[Stored data entries]
═══
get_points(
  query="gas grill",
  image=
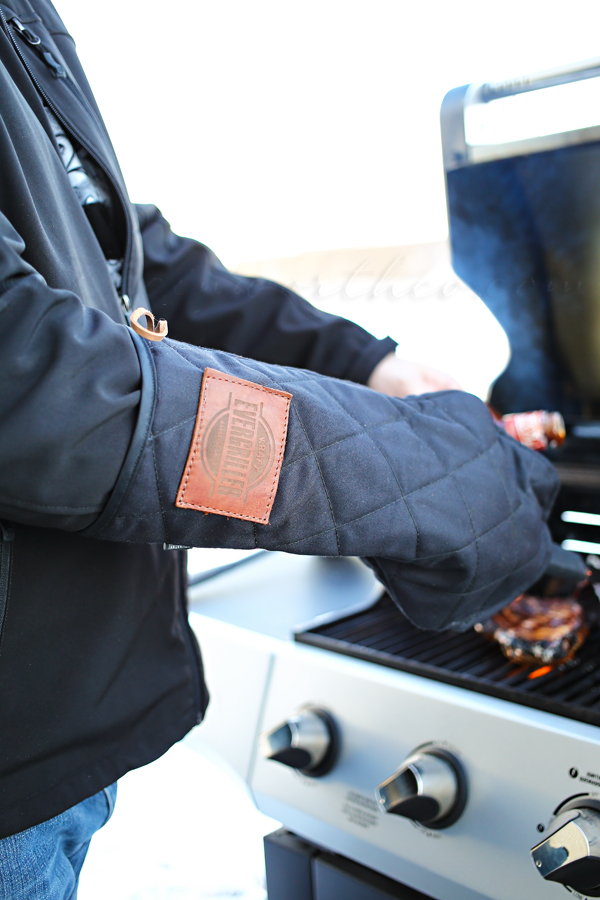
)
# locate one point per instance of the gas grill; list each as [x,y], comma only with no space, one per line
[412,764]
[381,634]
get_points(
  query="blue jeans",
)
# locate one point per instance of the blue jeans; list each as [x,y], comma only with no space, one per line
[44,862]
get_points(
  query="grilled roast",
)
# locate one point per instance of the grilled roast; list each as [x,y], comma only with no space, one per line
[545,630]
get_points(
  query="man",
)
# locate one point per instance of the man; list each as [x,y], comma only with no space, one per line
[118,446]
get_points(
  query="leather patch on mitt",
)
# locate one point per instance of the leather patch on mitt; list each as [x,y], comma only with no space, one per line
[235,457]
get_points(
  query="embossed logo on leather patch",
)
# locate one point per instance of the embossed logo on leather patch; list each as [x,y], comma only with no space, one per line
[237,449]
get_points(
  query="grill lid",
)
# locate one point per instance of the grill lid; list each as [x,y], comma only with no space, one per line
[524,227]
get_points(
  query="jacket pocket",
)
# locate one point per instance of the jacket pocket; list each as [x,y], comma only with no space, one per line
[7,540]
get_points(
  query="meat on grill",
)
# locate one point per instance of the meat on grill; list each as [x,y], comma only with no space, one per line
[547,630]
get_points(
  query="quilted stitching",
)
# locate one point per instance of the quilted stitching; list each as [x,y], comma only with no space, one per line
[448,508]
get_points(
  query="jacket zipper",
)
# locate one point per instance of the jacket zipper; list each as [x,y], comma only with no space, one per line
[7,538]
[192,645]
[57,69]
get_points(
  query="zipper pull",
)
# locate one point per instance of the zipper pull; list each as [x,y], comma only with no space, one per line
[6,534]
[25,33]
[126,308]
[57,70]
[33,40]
═══
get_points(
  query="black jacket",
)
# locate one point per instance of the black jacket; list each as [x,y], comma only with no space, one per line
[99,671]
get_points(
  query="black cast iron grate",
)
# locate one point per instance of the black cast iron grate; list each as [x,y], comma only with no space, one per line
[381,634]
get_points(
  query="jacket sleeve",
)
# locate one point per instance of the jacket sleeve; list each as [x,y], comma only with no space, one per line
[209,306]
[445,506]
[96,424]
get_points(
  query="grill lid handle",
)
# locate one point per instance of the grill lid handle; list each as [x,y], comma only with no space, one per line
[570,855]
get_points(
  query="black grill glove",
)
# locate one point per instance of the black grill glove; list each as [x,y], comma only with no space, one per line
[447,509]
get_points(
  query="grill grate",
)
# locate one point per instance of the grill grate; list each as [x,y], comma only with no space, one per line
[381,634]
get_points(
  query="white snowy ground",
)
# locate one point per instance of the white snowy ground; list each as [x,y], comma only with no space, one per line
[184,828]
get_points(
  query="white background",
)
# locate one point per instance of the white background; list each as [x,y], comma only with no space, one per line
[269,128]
═══
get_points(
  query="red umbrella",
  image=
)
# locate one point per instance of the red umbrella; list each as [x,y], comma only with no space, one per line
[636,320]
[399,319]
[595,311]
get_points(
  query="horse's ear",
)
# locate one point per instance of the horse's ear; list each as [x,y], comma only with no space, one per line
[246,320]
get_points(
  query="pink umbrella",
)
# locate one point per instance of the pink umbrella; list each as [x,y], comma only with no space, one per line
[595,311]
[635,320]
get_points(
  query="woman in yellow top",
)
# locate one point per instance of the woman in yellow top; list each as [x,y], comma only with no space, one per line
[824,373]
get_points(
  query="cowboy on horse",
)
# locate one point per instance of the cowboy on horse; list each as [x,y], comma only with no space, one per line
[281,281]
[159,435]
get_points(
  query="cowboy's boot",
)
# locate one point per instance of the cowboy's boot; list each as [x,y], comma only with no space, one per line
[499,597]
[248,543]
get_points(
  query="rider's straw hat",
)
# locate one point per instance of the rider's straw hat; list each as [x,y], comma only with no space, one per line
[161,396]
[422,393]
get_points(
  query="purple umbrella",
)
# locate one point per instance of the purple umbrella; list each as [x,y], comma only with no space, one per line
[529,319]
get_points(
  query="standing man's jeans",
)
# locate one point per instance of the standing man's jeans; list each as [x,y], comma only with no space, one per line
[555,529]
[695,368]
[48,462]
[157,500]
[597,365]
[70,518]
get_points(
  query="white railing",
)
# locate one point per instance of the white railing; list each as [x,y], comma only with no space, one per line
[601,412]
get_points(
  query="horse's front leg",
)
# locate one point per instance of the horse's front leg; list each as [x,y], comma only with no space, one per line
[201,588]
═══
(TASK DIRECTIONS)
How many lines in the records above contain the string "handle"? Reply with the number alone.

(THE COMPLETED TASK)
2